**DATA FOR THIS TASK**
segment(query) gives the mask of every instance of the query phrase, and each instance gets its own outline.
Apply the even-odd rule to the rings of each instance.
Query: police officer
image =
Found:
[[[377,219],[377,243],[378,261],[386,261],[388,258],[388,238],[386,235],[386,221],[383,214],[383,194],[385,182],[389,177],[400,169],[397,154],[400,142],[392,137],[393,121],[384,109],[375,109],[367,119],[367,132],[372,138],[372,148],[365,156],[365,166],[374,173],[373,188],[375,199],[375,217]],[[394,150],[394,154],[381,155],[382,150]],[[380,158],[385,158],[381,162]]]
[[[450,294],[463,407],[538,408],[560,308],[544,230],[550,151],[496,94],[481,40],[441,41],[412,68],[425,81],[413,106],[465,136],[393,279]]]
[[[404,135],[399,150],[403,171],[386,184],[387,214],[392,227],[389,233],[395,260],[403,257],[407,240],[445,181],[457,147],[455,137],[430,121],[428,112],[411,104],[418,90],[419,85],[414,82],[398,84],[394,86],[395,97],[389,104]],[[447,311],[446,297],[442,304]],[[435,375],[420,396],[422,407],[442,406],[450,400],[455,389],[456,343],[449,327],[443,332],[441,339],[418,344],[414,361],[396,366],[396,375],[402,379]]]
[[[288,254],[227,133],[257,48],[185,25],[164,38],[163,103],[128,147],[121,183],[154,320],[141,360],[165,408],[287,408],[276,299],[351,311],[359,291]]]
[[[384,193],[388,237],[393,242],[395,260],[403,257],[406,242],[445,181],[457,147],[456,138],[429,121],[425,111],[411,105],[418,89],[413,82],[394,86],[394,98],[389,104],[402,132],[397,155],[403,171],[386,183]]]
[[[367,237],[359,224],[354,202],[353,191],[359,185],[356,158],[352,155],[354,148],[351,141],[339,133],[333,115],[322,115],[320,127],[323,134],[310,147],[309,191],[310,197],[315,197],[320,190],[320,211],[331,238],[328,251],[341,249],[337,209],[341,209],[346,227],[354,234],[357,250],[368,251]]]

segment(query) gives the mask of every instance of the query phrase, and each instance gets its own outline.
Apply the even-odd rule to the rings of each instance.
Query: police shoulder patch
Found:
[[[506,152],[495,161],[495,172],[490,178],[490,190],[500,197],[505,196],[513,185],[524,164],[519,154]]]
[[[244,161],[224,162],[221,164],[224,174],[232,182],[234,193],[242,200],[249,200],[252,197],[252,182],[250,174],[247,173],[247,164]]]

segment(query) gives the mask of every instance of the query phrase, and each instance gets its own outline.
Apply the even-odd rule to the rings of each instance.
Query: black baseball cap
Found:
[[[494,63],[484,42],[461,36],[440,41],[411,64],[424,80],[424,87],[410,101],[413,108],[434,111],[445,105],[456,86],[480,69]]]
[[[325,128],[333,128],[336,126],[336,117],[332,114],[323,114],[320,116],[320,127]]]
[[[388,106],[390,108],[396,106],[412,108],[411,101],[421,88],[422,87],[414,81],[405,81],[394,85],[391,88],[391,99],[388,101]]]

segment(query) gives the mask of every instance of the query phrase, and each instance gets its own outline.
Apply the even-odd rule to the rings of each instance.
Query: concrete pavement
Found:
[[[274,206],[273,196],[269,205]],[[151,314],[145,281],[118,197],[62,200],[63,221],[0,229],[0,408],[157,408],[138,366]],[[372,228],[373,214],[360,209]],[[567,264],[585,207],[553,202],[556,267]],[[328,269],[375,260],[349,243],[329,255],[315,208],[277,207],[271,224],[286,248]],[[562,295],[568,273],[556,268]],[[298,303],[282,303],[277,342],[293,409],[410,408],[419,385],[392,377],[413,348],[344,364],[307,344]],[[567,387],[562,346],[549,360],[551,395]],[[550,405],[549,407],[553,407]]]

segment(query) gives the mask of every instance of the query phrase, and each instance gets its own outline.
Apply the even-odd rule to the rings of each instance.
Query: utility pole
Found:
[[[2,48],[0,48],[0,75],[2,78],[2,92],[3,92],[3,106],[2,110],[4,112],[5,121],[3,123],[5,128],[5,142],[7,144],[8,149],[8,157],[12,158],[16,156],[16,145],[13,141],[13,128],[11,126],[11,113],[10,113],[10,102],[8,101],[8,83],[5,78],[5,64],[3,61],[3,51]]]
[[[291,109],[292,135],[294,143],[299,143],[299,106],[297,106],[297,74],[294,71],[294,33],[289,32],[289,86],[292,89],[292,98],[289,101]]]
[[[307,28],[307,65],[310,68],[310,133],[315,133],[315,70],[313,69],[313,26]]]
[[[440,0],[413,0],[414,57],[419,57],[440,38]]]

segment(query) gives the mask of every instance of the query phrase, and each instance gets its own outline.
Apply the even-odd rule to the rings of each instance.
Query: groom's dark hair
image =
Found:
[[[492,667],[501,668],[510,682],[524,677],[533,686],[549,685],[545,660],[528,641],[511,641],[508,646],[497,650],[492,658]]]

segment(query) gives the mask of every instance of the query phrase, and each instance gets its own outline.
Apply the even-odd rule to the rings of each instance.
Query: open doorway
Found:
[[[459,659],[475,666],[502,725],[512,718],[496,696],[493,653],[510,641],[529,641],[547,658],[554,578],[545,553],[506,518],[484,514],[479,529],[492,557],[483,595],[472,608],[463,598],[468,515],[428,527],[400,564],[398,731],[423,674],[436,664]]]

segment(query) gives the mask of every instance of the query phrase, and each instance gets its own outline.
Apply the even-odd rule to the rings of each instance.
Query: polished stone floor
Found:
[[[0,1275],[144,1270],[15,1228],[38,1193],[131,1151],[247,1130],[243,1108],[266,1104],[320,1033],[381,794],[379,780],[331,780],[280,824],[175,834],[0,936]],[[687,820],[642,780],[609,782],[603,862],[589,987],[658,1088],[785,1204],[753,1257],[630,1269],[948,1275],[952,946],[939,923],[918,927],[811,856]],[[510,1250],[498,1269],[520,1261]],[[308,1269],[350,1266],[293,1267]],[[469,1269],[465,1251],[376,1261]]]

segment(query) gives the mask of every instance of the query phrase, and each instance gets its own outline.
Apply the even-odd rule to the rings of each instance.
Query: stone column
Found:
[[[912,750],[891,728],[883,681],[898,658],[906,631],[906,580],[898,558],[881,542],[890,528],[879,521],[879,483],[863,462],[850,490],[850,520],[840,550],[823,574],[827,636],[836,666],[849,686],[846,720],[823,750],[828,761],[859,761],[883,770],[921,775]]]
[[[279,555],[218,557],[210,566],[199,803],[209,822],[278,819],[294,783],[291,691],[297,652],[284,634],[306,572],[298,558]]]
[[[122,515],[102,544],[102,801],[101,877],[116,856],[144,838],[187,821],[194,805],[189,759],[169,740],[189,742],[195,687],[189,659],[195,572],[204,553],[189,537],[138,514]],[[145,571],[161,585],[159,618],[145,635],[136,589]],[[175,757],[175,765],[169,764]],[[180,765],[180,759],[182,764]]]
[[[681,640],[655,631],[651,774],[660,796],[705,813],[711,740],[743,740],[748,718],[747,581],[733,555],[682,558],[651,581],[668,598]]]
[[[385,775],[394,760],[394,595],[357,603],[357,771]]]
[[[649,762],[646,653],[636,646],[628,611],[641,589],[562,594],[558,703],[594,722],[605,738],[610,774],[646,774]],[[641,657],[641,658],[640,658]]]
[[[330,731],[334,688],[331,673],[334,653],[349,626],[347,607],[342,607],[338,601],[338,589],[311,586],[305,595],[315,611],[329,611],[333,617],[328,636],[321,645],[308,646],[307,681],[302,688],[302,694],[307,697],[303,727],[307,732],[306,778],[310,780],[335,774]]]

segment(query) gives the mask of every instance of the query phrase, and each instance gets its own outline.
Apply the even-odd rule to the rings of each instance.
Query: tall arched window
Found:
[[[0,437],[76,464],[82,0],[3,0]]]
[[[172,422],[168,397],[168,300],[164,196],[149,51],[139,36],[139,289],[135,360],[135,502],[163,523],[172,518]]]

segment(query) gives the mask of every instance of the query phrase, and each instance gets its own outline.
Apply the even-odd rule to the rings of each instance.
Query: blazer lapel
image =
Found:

**GOAL**
How many lines in the rows above contain the string "police", matching case exactly? Reply with the number alone.

**RESULT**
2